Description of the task:
Restate every entry word for word.

(Dataset excerpt)
-- start --

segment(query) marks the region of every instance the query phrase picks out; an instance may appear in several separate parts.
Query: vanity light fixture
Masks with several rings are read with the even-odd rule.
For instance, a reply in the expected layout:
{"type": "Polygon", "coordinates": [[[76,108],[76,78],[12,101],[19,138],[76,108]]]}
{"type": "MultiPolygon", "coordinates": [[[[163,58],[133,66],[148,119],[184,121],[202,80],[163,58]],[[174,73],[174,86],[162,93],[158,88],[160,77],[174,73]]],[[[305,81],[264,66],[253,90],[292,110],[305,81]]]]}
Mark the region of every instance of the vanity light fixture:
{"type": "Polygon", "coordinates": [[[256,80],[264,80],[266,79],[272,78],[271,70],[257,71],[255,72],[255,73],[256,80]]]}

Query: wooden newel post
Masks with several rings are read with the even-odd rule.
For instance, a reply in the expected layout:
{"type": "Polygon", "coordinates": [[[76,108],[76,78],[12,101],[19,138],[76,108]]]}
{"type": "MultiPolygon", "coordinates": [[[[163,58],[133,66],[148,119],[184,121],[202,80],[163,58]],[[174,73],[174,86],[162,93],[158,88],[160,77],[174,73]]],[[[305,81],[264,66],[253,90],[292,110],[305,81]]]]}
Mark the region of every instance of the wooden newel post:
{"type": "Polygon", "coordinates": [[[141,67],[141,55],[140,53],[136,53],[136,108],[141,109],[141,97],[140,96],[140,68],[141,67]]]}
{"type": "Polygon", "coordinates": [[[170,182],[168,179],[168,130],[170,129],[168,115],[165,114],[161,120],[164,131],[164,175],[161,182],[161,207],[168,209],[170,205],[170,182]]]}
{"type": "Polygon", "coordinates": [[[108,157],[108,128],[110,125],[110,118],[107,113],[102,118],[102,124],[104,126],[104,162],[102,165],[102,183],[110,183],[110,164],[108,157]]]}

-- end --

Completed exercise:
segment(query) marks the region of every instance the query phrase picks out; an instance may appear in several separate parts.
Query: vanity light fixture
Masks with several rings are read with the even-odd rule.
For instance, a reply in the expected layout:
{"type": "Polygon", "coordinates": [[[76,108],[76,78],[12,101],[19,138],[76,108]]]}
{"type": "MultiPolygon", "coordinates": [[[[163,58],[133,66],[148,119],[184,121],[202,80],[163,58]],[[174,73],[174,86],[162,93],[158,88],[160,77],[174,73]]],[[[305,81],[264,66],[253,90],[292,110],[305,81]]]]}
Mark the region of every instance of the vanity light fixture:
{"type": "Polygon", "coordinates": [[[256,80],[264,80],[266,79],[272,78],[271,70],[257,71],[255,72],[255,73],[256,80]]]}

Query: wooden newel post
Masks with several rings are read with the even-odd rule.
For instance, a reply in the expected layout:
{"type": "Polygon", "coordinates": [[[76,108],[76,78],[12,101],[19,138],[76,108]]]}
{"type": "MultiPolygon", "coordinates": [[[[163,58],[133,66],[148,119],[184,121],[202,80],[163,58]],[[174,73],[174,86],[162,93],[158,88],[160,77],[174,73]]],[[[305,81],[264,66],[253,90],[292,110],[305,81]]]]}
Mark the region of every instance of the wooden newel post:
{"type": "Polygon", "coordinates": [[[141,67],[141,55],[140,53],[136,53],[136,108],[141,109],[141,97],[140,96],[140,68],[141,67]]]}
{"type": "Polygon", "coordinates": [[[170,182],[168,179],[168,130],[170,129],[168,115],[165,114],[161,120],[164,131],[164,175],[161,182],[161,207],[168,209],[170,205],[170,182]]]}
{"type": "Polygon", "coordinates": [[[108,157],[108,128],[110,125],[110,118],[107,113],[102,118],[102,124],[104,126],[104,162],[102,165],[102,183],[110,183],[110,164],[108,157]]]}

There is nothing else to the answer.